[START QUOTED PASSAGE]
What's happening there is that we need to distinguish (later on) whether
the user gave --enable-utf8, --disable-utf8, or neither; if we assign "no"
there, then we can't tell apart --disable-utf8 from "neither". So we assign
some neutral value, but then we also note that if the value doesn't change,
it'll go to "no". Because the default, after all, is "no"---we just can't
express it in the assignment at that point, so we do so in a comment.
> Also, reimplementing the same feature in a different way is fine with me
> if it has a benefit. However, it seems like a waste of my time to have
> written it originally if it is being reimplented for personal
> preferences. Please don't read this as an attack on your work, I actually
> like the way it's done. I just dislike wasting my time.
You're referring to the ac_pcre_unicode_properties_set mechanism? I thought
we'd discussed that it wouldn't catch the --enable-unicode-properties
--disable-utf8 error case, and that you'd agreed that this could be
addressed later on....
> > +ac_pcre_match_limit_recursion=MATCH_LIMIT
>
> The above line stands out as odd to me. This is the first time that
> MATCH_LIMIT is used in the file. Is this what you intended?
[END QUOTED PASSAGE]
CHALLENGE
Return the passage of the configure-options thread verbatim, starting at "there, then we" and ending at "addressed later on....".
[START DATASET SECTION]
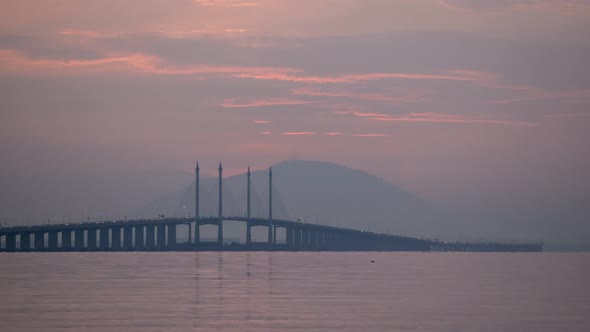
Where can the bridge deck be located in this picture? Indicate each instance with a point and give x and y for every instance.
(300, 236)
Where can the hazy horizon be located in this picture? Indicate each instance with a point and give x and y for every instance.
(478, 107)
[END DATASET SECTION]
EXERCISE RESULT
there, then we can't tell apart --disable-utf8 from "neither". So we assign
some neutral value, but then we also note that if the value doesn't change,
it'll go to "no". Because the default, after all, is "no"---we just can't
express it in the assignment at that point, so we do so in a comment.
> Also, reimplementing the same feature in a different way is fine with me
> if it has a benefit. However, it seems like a waste of my time to have
> written it originally if it is being reimplented for personal
> preferences. Please don't read this as an attack on your work, I actually
> like the way it's done. I just dislike wasting my time.
You're referring to the ac_pcre_unicode_properties_set mechanism? I thought
we'd discussed that it wouldn't catch the --enable-unicode-properties
--disable-utf8 error case, and that you'd agreed that this could be
addressed later on....